WHAT YOU NEED TO DO ->
Every entry is to be written out word for word.

DATA FOR THIS TASK ->

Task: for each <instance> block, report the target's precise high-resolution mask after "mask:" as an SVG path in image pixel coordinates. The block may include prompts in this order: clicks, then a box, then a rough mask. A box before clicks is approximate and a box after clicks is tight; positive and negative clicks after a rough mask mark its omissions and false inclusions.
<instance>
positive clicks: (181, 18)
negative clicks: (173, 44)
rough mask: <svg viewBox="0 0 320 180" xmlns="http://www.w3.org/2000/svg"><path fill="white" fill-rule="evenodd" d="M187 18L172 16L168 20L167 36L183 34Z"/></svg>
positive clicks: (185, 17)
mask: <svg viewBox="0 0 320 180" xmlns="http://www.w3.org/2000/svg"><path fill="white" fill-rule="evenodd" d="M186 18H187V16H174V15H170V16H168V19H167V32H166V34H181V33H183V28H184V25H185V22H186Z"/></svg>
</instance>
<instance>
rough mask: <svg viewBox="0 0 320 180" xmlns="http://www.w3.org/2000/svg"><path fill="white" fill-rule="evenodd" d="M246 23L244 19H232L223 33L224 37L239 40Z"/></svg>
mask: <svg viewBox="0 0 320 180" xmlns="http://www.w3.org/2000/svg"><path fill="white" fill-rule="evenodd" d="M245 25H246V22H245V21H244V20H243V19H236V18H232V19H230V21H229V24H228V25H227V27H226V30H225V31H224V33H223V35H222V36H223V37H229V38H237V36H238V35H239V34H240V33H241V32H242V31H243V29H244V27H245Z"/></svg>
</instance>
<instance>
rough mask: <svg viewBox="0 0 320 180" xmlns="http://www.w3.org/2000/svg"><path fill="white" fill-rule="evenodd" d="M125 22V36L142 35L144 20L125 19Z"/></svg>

RESULT FOR THIS EXERCISE ->
Task: for each <instance> block, report the target's precise high-resolution mask after "mask:" as an SVG path in image pixel coordinates. The block may include prompts in this order: clicks, then a box, then a rough mask. A box before clicks is approximate and a box after clicks is tight; positive and negative clicks after a rough mask mark its omissions and false inclusions.
<instance>
positive clicks: (181, 18)
negative clicks: (173, 44)
rough mask: <svg viewBox="0 0 320 180" xmlns="http://www.w3.org/2000/svg"><path fill="white" fill-rule="evenodd" d="M187 18L172 16L168 20L167 36L183 34Z"/></svg>
positive clicks: (185, 17)
mask: <svg viewBox="0 0 320 180" xmlns="http://www.w3.org/2000/svg"><path fill="white" fill-rule="evenodd" d="M186 18H187V16H174V15H170V16H168V19H167V32H166V34H181V33H183V28H184V25H185V22H186Z"/></svg>
</instance>
<instance>
rough mask: <svg viewBox="0 0 320 180" xmlns="http://www.w3.org/2000/svg"><path fill="white" fill-rule="evenodd" d="M246 23L244 19H232L223 33L224 37L239 40Z"/></svg>
mask: <svg viewBox="0 0 320 180" xmlns="http://www.w3.org/2000/svg"><path fill="white" fill-rule="evenodd" d="M245 25H246V22H245V21H244V20H243V19H236V18H232V19H230V21H229V24H228V25H227V27H226V30H225V31H224V33H223V35H222V36H223V37H229V38H237V36H238V35H239V34H240V33H241V32H242V31H243V29H244V27H245Z"/></svg>
</instance>
<instance>
rough mask: <svg viewBox="0 0 320 180" xmlns="http://www.w3.org/2000/svg"><path fill="white" fill-rule="evenodd" d="M125 22V36L142 35L144 20L125 19Z"/></svg>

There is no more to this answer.